Source passage

===============

# "Xiang Hua Men" pirated off Iran



## Andrew Craig-Bennett (Mar 13, 2007)

The Nanjing Ocean Shipping Company tweendecker _"Xiang Hua Men"_ was boarded by Somali pirates off Iran today:

Xinhua (New China News Agency) saith (sorry about the rough and ready translation):

Quote:

Xinhua Beijing, April 6 (reporter Lin Hongmei)

The China Maritime Search and Rescue Center was informed that in the afternoon of April 6, Beijing time, China Maritime Search and Rescue Center received a report, the Panamanian-registered bulk carrier Xiang Hua Men, in the Gulf of Oman, was boarded by an unknown number of pirates. The site of the incident was outside the naval convoy area by about 1,000 nautical miles, according to the shipping company, who reported a total of 28 crew members on board, all Chinese nationals.

China's maritime search and rescue center immediately launched the emergency plan to combat piracy and armed robbery against ships. In acordance with the cooperation agreement, information was shared with the International Maritime Organization, Asian region, the International Maritime Bureau's piracy reporting center, and Iran's maritime search and rescue agencies were informed. The relevant domestic departments and embassies in relevant countries are ordered to assist to carry out rescue work.

===============

Given data
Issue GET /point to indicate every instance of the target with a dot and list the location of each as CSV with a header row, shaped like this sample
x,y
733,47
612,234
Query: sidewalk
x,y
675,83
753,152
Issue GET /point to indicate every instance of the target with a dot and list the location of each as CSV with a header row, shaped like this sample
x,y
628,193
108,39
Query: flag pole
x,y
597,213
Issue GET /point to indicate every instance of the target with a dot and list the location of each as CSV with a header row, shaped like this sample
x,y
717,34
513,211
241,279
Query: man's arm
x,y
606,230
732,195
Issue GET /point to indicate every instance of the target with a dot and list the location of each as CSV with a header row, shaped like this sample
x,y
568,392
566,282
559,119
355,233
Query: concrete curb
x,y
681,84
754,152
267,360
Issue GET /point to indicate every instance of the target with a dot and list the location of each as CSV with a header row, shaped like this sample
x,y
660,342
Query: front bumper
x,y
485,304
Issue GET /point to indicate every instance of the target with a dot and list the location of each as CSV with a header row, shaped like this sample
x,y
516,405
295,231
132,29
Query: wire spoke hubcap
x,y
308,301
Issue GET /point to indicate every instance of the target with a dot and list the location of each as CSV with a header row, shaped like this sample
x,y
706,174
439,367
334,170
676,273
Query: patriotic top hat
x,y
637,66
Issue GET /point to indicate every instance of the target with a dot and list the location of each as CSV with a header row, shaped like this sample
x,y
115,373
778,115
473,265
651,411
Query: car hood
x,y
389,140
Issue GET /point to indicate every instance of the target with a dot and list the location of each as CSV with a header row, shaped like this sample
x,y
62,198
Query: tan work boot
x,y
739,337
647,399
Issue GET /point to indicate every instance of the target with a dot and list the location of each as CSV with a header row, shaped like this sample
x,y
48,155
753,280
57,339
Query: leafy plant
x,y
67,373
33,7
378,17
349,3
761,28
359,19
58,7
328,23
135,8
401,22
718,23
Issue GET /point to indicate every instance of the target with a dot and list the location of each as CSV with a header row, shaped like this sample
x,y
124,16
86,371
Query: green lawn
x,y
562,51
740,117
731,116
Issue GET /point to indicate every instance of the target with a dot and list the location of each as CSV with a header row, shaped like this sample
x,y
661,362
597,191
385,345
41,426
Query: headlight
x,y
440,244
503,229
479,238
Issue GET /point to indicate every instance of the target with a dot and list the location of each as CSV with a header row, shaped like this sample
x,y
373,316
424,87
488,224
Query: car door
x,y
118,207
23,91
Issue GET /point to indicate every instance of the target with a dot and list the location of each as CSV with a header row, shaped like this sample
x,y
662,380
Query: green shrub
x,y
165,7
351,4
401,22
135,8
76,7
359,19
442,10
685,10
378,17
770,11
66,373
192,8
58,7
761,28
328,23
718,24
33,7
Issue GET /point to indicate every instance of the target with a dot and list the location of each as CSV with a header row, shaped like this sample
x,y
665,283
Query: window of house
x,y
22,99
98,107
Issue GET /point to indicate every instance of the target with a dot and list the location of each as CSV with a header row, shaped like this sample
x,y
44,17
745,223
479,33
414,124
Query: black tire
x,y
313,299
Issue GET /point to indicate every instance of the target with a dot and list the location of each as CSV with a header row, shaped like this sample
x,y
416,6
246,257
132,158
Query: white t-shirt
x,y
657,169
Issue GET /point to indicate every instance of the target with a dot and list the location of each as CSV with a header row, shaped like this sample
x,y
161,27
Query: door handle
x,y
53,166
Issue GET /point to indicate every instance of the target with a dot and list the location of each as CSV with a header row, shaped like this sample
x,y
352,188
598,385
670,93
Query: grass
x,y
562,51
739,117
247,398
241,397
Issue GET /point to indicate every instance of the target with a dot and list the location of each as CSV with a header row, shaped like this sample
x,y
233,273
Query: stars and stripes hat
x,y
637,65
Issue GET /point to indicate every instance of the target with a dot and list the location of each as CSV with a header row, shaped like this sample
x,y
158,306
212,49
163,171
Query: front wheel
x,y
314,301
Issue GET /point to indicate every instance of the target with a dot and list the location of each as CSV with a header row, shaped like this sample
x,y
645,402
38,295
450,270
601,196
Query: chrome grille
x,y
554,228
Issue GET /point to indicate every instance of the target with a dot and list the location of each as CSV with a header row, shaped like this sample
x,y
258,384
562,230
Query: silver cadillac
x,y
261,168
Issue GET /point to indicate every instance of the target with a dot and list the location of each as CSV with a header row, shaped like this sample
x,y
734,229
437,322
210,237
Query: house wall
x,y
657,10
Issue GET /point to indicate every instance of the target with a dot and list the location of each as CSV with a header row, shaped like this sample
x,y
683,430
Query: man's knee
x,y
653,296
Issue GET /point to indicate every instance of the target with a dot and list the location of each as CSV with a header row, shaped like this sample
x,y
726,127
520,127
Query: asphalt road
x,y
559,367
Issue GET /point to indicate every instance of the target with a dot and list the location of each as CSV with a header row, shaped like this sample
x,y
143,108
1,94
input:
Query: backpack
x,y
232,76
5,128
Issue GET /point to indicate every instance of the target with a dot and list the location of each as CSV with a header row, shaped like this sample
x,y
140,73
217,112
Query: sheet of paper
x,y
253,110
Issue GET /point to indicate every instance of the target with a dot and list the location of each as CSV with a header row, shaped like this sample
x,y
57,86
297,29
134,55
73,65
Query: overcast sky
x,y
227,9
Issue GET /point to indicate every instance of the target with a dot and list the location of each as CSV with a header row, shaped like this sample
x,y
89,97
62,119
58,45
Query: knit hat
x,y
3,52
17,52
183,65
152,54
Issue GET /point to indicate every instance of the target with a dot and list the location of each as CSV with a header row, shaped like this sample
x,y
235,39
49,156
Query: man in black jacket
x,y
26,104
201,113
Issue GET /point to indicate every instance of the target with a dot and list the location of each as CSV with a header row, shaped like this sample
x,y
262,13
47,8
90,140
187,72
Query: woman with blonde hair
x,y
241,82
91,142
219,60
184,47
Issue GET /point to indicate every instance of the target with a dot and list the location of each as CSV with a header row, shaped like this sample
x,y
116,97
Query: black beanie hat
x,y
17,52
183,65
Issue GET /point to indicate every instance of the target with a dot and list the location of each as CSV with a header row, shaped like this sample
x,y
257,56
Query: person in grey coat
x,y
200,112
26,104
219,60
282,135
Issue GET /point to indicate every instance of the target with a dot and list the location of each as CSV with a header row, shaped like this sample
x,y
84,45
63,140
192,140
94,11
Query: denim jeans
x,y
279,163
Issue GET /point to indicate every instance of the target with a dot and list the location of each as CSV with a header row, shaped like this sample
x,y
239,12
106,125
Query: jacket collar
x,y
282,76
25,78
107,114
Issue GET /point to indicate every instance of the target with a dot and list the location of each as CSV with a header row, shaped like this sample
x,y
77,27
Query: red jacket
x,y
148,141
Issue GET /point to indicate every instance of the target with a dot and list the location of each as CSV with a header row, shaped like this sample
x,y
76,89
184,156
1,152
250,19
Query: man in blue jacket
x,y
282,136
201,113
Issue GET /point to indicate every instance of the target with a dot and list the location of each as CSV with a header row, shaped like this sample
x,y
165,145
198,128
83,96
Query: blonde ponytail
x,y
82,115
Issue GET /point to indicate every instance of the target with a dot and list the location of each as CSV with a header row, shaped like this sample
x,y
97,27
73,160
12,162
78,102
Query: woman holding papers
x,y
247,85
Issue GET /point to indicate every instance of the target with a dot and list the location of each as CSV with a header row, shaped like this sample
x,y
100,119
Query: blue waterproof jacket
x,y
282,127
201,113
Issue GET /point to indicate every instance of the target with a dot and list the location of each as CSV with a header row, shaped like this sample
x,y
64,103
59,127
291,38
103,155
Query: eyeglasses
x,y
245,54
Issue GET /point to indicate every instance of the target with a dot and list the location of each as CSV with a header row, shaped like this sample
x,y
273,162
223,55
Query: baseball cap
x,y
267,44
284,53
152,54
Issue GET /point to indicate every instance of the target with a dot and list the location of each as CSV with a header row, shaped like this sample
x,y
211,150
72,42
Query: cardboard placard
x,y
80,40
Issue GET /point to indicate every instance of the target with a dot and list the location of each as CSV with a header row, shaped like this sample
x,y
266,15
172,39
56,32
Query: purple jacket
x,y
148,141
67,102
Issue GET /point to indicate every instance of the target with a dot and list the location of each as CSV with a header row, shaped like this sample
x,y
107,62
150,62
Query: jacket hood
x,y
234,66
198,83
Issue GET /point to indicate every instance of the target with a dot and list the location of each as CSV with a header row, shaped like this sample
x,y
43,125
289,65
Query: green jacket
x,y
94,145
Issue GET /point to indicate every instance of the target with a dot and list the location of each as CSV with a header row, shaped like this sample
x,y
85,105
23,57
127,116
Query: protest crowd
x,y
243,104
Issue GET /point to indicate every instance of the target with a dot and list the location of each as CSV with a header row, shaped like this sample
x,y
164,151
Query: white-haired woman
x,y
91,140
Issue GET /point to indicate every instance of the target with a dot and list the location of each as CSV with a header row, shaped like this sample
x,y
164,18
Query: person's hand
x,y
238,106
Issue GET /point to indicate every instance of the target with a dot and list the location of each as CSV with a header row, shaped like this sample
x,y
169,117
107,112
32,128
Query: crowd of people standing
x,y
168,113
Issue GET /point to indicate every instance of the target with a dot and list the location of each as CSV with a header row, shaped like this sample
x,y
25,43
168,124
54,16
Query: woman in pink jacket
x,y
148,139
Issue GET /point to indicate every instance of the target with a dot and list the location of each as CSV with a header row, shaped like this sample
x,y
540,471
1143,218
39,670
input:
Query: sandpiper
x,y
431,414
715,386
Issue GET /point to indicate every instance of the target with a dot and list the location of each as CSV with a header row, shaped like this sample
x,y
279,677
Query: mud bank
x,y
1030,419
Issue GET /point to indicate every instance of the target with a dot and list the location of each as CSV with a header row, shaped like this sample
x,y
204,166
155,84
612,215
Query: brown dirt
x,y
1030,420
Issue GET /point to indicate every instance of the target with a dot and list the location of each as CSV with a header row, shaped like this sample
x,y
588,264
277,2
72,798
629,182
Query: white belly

===============

Required actions
1. Copy out everything in the forum post on the Xiang Hua Men boarding from "## Andrew Craig-Bennett" down to "(reporter Lin Hongmei)".
2. Extend the forum post on the Xiang Hua Men boarding, beginning after its last sentence.

Results
1.
## Andrew Craig-Bennett (Mar 13, 2007)

The Nanjing Ocean Shipping Company tweendecker _"Xiang Hua Men"_ was boarded by Somali pirates off Iran today:

Xinhua (New China News Agency) saith (sorry about the rough and ready translation):

Quote:

Xinhua Beijing, April 6 (reporter Lin Hongmei)

2.
It is understood that the "Xiang Hua Men" has a total tonnage of 15,709, the length is 181.5 meters, the ship is 23.05 meters wide, this voyage was half load (load of steel, equipment), bound for Iran via Hong Kong from Shanghai. Iranian naval vessels within 0.5 nautical miles of the M/V "Xiang Hua Men" ship were contacted and confirmed that the vessel had been hijacked by pirates.

Ministry of Transport once again reminded the shipping enterprises and their ships and crews of the need for risk awareness, and to further strengthen the self-anti-self-help measures.

unquote

Since this is on Xinhua it is now official. 

I have since heard that the ship was stormed and retaken by the Iranian Navy at the request of the Chinese Government, but have not been able to confirm this.


----------



## Andrew Craig-Bennett (Mar 13, 2007)

now Reuters have confirmed that the ship was retaken:

(Reuters) - Iranian naval forces freed a Chinese freighter hijacked by Somali pirates off southern Iran on Friday and arrested all the attackers, the semi-official Iranian news agency Fars reported.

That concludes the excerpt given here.